Au contraire: elles doivent se préparer à réintégrer la société de manière autonome et sans commettre de délit. Il faut donc organiser le quotidien comme à l'extérieur.

En évitant de tomber dans une routine déprimante et à l'étroit?
Oui, pour que les femmes puissent développer leurs compétences, nous devons les traiter avec respect et leur faire confiance. C'est pourquoi l'endroit ressemble plutôt à un grand foyer sécurisé, où il faut travailler.​

Annette Keller, la directrice de la prison pour femmes de Hindelbank dans le réfectoire

N'est-ce pas là une justice trop tendre?
Que voulez-vous dire par là?​

Qu'il manque une dimension punitive.
La seule sanction acceptable, c'est la privation de liberté. C'est à cela, et uniquement à cela que doit servir l'exécution des peines prononcée par la justice. Celle-ci ne peut en aucun cas punir au-delà de ce cadre, par exemple en servant de la mauvaise nourriture ou en enfermant les gens dans l'obscurité.

«D'ailleurs, vivre uniquement avec du pain et de l'eau ne rend pas les gens meilleurs»

Malgré tout, les cellules de Hindelbank ne font «que» huit mètres carrés, avec des toilettes sans porte. Ce ne doit pas être très agréable.
Huit mètres carrés, ce n'est effectivement pas assez. Selon les directives européennes sur les droits humains, il devrait y avoir douze mètres carrés. Un projet de rénovation totale de l'établissement avec des chambres plus grandes est donc en préparation.

Une femme sur cinq récidive et retourne en prison. Ce n'est pas un peu trop?
C'est un chiffre satisfaisant, car il signifie aussi que quatre sur cinq ne reviennent pas.

«Ce sont surtout les femmes souffrant d'addictions qui récidivent»

Un séjour forcé dans un établissement fermé ne leur permet pas de guérir. De plus, celles qui récidivent sont souvent prises dans des structures où la criminalité fait partie intégrante de la vie.

N'est-ce pas frustrant?
Bien sûr que si. Mais nous prenons aussi en considération la grande majorité de celles qui ne recommencent pas. Récemment, j'ai rencontré une ancienne détenue dans un magasin. Elle y travaillait à la caisse et m'a dit:

«Sans les deux années passées à Hindelbank, je ne m'en serais jamais aussi bien tirée»

****************

◆ Objectifs:
**1)** Répondez aux questions suivantes à partir de l'extrait consacré à la prison pour femmes de Hindelbank.
(a) Quelle est la superficie des cellules de Hindelbank ?
(b) Quelle est la seule sanction acceptable, selon la réponse donnée ?
(c) Quelle proportion de femmes récidive et retourne en prison ?
**2)** Recopiez mot pour mot, dans l'extrait consacré à la prison pour femmes de Hindelbank, le passage qui commence par « Annette Keller, la » et se poursuit jusqu'à « être très agréable. ».

◆ Section des données:

****************

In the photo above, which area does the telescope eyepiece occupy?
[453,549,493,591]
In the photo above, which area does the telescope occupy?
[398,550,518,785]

****************

◆ Réponses par tâche:
**1)**
(a) Huit mètres carrés.
(b) La privation de liberté.
(c) Une femme sur cinq.

**2)**
Annette Keller, la directrice de la prison pour femmes de Hindelbank dans le réfectoire

N'est-ce pas là une justice trop tendre?
Que voulez-vous dire par là?​

Qu'il manque une dimension punitive.
La seule sanction acceptable, c'est la privation de liberté. C'est à cela, et uniquement à cela que doit servir l'exécution des peines prononcée par la justice. Celle-ci ne peut en aucun cas punir au-delà de ce cadre, par exemple en servant de la mauvaise nourriture ou en enfermant les gens dans l'obscurité.

«D'ailleurs, vivre uniquement avec du pain et de l'eau ne rend pas les gens meilleurs»

Malgré tout, les cellules de Hindelbank ne font «que» huit mètres carrés, avec des toilettes sans porte. Ce ne doit pas être très agréable.